----- EXTRACTED MATERIAL

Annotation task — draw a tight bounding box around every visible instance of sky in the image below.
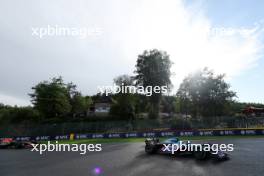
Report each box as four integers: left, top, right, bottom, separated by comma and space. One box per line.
0, 0, 264, 106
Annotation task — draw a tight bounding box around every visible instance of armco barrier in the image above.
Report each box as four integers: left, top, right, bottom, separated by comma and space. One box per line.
0, 128, 264, 141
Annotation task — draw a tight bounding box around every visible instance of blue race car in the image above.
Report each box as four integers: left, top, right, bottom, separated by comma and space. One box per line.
145, 137, 229, 160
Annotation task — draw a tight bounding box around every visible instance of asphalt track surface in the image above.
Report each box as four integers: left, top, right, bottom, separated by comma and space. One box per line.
0, 138, 264, 176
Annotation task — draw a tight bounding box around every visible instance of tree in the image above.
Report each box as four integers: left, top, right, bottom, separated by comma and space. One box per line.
135, 49, 172, 118
177, 68, 236, 124
29, 77, 72, 118
71, 92, 92, 116
110, 75, 135, 120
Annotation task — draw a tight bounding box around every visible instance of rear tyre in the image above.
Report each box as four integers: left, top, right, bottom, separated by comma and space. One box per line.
194, 151, 207, 160
145, 145, 157, 154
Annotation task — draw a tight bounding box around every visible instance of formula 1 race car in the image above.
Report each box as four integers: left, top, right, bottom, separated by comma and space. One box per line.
0, 138, 36, 149
145, 137, 229, 161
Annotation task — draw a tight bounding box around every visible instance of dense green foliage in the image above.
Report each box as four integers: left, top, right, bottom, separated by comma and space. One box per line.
135, 49, 172, 118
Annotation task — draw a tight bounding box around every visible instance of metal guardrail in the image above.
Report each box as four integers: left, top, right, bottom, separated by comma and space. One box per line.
2, 128, 264, 141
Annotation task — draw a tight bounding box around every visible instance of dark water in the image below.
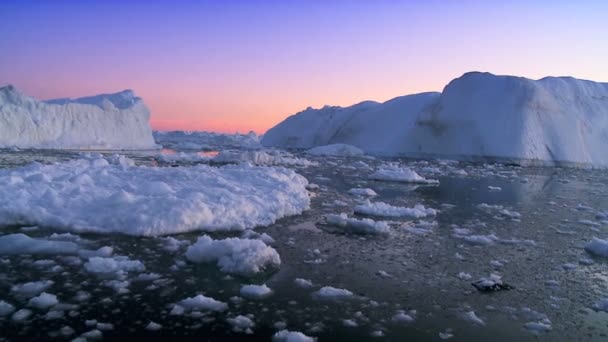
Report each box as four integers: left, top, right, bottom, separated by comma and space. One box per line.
0, 151, 608, 341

----------

→ **DESCRIPTION OF THE TASK**:
Please present all the rows above as a Markdown table with two columns, Number and Line, numbering each line and skipping blank lines. Leave the pictures out.

→ **ANSWER TO THE TASK**:
| Number | Line |
|---|---|
| 1 | Annotation task — draw a tight bounding box around every visible instance of sky in the image below. |
| 2 | Report each box as four integers: left, top, right, bottom, separated by comma and space. One box per line. |
| 3 | 0, 0, 264, 106 |
| 4 | Annotation task — draw a tight bounding box around every visible instance of armco barrier in the image above. |
| 5 | Report each box as four integers: left, top, right, bottom, separated by comma and space. One box per line. |
| 6 | 0, 128, 264, 141 |
| 7 | Annotation task — draw a tight bounding box around every visible instance of blue race car in the image above. |
| 8 | Report each box as four integers: left, top, right, bottom, separated by comma and space. One box per line. |
| 9 | 145, 137, 229, 160 |
| 10 | Annotation task — draw a tight bounding box around every visible instance of asphalt track surface in the image above. |
| 11 | Report each box as four integers: left, top, right, bottom, separated by comma and space. One box per line. |
| 12 | 0, 138, 264, 176 |
| 13 | Annotation task — draw a tight bounding box around every visible instance of tree in the image above. |
| 14 | Report each box as four integers: left, top, right, bottom, separated by comma and space. One box per line. |
| 15 | 135, 49, 172, 118 |
| 16 | 177, 68, 236, 124 |
| 17 | 29, 77, 72, 118 |
| 18 | 71, 92, 92, 116 |
| 19 | 110, 75, 135, 120 |
| 20 | Annotation task — draw a tight bounding box around every visible instance of rear tyre in the image above. |
| 21 | Report each box as four integers: left, top, right, bottom, separated by comma and space. One box per line. |
| 22 | 194, 151, 207, 160 |
| 23 | 145, 145, 157, 154 |
| 24 | Annotation task — draw a tight bounding box around every visible instance of formula 1 race car in the image above. |
| 25 | Report each box as four integers: left, top, right, bottom, separated by comma and space. One box per line. |
| 26 | 0, 138, 36, 149 |
| 27 | 145, 137, 229, 161 |
| 28 | Annotation task — draw a tight bounding box around every visible instance of dense green foliage in the image above. |
| 29 | Report each box as four integers: left, top, right, bottom, separated by comma and space. One box per line. |
| 30 | 135, 49, 172, 118 |
| 31 | Annotation task — draw a tight bounding box around every visible instance of metal guardrail in the image above. |
| 32 | Report each box as four integers: left, top, right, bottom, separated by comma and space. One box per line. |
| 33 | 2, 128, 264, 141 |
| 34 | Annotation task — draw a tight bounding box around every visible instance of dark water in the image below. |
| 35 | Report each box as four integers: left, top, right, bottom, separated by comma and space. One box per line. |
| 36 | 0, 151, 608, 341 |